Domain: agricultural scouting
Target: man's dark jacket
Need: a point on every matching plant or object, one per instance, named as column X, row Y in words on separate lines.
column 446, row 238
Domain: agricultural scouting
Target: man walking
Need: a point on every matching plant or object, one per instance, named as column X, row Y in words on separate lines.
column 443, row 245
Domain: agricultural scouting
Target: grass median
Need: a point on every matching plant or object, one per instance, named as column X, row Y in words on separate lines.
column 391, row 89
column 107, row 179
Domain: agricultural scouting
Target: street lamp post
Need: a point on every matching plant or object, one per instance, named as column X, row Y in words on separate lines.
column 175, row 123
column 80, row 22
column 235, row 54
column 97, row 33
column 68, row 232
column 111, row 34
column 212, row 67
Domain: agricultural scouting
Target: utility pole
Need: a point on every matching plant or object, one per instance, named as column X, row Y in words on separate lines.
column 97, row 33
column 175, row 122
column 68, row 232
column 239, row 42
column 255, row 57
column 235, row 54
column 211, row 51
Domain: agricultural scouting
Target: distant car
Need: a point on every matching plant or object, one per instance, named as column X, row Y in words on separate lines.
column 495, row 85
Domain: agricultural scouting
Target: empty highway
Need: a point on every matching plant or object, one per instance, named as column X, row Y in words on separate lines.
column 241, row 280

...

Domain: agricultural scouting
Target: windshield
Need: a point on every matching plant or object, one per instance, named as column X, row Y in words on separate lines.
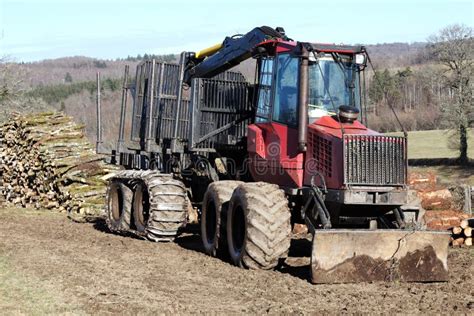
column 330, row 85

...

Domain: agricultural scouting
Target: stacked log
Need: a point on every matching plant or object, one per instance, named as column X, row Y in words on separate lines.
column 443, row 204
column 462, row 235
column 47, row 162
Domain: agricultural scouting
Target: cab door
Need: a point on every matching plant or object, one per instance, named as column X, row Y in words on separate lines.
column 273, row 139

## How to complete this task
Whenever a line of the data holds the string "Target", pick that line out.

## Solution to the exercise
Target: man's dark jacket
Target: man walking
Target: grass median
Target: street lamp post
Target: utility pole
Target: distant car
Target: empty highway
Target: windshield
Target: stacked log
Target: cab door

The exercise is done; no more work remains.